• **The task**
Your task is to repeat all of the data exactly while excluding the pictures.
--- START OF Data supplied ---
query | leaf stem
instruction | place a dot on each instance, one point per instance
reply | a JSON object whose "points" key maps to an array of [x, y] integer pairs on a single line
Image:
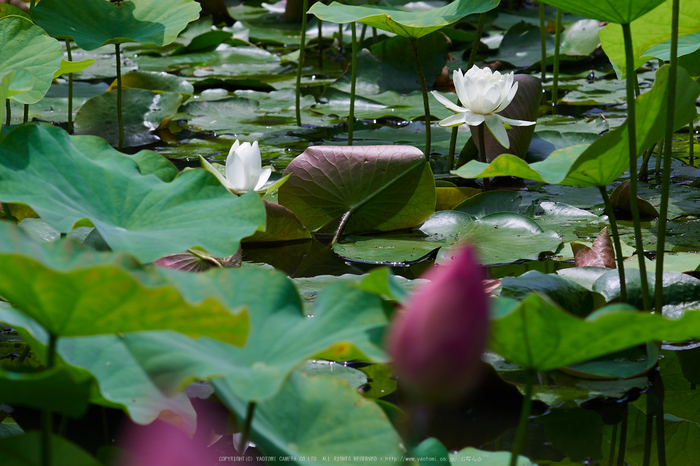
{"points": [[353, 81], [616, 241], [302, 44], [668, 151], [632, 133], [524, 416], [557, 46], [70, 89], [482, 153], [120, 119], [543, 43], [424, 89]]}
--- END OF Data supplied ---
• **Finished exercise**
query | leaf stem
instruction | place a dot on each instance, one point per instance
reply | a JSON object whose "points" key maps to an array of [x, y] integer pairs on a single line
Image:
{"points": [[353, 81], [616, 241], [302, 44], [668, 151], [632, 133], [524, 416], [557, 46], [70, 89], [482, 153], [120, 119], [543, 43], [424, 89]]}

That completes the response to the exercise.